San Marcos resalta en estos dos milagros el poder de Cristo, un poder que emana de él hasta tal punto que, a veces, como es el caso de esta mujer, se le escapa -“notando que había salido fuerza de él”-; un poder no sólo sobre las enfermedad, sino sobre la misma muerte - “La niña no está muerta; está dormida”-; un poder que, a diferencia del de los profetas del Antiguo Testamento -debían invocar a Dios para que se produjese el milagro- pertenecía por derecho propio a Jesús, como autor de la vida: “Si yo expulsó los demonios …” (Lc 19).
La única condición que pone Jesús para que se opere el milagro es la fe en su poder: “Hija, tu fe te ha salvado. Vete en paz y queda curada de tu enfermedad” -le dijo a la mujer que se curó al tocar su manto-; “Impón las manos sobre ella, para que se cure y viva” -con estas palabras manifestaba Jairo a Jesús su confianza en él-.
Igual que con otros milagros, Jesús manifiesta su deseo de que su actividad sanadora -quizá para evitar el malentendido de un falso mesianismo o para huir de la tentación de gloria humana- no se difundiera entre la gente: “Les insistió en que nadie se enterase”. “Dad de comer a la niña”, les dijo a los padres -probablemente para desviar la atención de los oyentes en el hecho del milagro-.
Importantes consecuencias para nuestra vida cristiana se desprenden de esta lectura evangélica.
************
QUÉ SE PIDE.
**1)** Enumera todos los motivos que el texto sobre los milagros de Jesús propone como posibles, introducidos con "quizá" o "probablemente", para las indicaciones que Jesús da tras la curación.
**2)** Reproduce sin cambios el fragmento del texto sobre los milagros de Jesús que va desde "Igual que con" hasta "esta lectura evangélica.".
**3)** Continúa el comentario sobre los dos milagros de Jesús a partir de su última oración.

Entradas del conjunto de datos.
************
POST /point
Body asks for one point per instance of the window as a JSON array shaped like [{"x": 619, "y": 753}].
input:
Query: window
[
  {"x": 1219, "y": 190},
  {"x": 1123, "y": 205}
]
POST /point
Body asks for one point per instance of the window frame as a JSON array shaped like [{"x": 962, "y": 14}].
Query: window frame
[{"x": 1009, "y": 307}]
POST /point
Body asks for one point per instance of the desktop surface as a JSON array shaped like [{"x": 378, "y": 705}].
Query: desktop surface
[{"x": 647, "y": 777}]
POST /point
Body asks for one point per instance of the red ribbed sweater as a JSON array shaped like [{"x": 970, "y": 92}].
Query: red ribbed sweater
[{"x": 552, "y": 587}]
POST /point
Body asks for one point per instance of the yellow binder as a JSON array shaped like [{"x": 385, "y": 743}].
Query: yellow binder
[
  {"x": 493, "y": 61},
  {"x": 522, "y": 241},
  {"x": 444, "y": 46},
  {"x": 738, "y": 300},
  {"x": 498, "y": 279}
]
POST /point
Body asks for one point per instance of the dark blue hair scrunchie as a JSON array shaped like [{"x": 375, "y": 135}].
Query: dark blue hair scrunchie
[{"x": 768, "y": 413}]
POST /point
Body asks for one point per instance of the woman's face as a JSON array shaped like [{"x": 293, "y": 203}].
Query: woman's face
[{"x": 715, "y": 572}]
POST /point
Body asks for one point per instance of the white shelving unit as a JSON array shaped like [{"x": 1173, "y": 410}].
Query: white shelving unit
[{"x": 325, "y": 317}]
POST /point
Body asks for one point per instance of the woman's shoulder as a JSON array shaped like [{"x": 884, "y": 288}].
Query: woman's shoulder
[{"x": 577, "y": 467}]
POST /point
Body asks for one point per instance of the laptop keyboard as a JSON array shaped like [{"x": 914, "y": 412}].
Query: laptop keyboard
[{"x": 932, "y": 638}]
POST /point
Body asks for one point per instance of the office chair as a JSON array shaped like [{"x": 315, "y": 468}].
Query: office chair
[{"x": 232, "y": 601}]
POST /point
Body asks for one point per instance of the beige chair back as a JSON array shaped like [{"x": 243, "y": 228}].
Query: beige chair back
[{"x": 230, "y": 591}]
************
TUS RESPUESTAS.
**1)**
- Evitar el malentendido de un falso mesianismo.
- Huir de la tentación de gloria humana.
- Desviar la atención de los oyentes en el hecho del milagro.

**2)**
Igual que con otros milagros, Jesús manifiesta su deseo de que su actividad sanadora -quizá para evitar el malentendido de un falso mesianismo o para huir de la tentación de gloria humana- no se difundiera entre la gente: “Les insistió en que nadie se enterase”. “Dad de comer a la niña”, les dijo a los padres -probablemente para desviar la atención de los oyentes en el hecho del milagro-.
Importantes consecuencias para nuestra vida cristiana se desprenden de esta lectura evangélica.

**3)**
La primera es la consideración del poder de Jesús sobre la enfermedad y la muerte. El domingo pasado se insistía en las tres lecturas y el salmo en la confianza en el Señor que, como el Padre, es capaz de imponerse sobre el viento y las olas del mar, lo que significa que activa su poder sobre cualquier circunstancia que ponga en peligro nuestra vida de fe. Como reza la primera lectura, en las realidades creadas por Dios y, en el hombre, de forma más especial, “no hay veneno de muerte, ni el abismo reina en la tierra”, afirmación que se cumple de manera definitiva en la obra de salvación realizada por Jesucristo: “¿Dónde está, oh muerte, tu victoria? ¿Dónde está, oh muerte, tu aguijón? El aguijón de la muerte es el pecado; y la fuerza del pecado, la Ley. Pero ¡gracias sean dadas a Dios, que nos da la victoria por nuestro Señor Jesucristo!” (1Cor 15,55-57). Más que otra cosa, el cristiano debe cuidar de que no disminuya, más bien que aumente, su confianza en el poder del Señor. Ello le hará, sin duda alguna, cada vez más fuerte ante las adversidades de la vida, será capaz sin miedos ni complejos de proclamar con su palabra y con sus hechos la gran noticia de Jesús, que ha venido “a anunciar a los pobres la Buena Nueva, a proclamar la liberación a los cautivos y la vista a los ciegos, a dar la libertad a los oprimidos” (Lc 4,18).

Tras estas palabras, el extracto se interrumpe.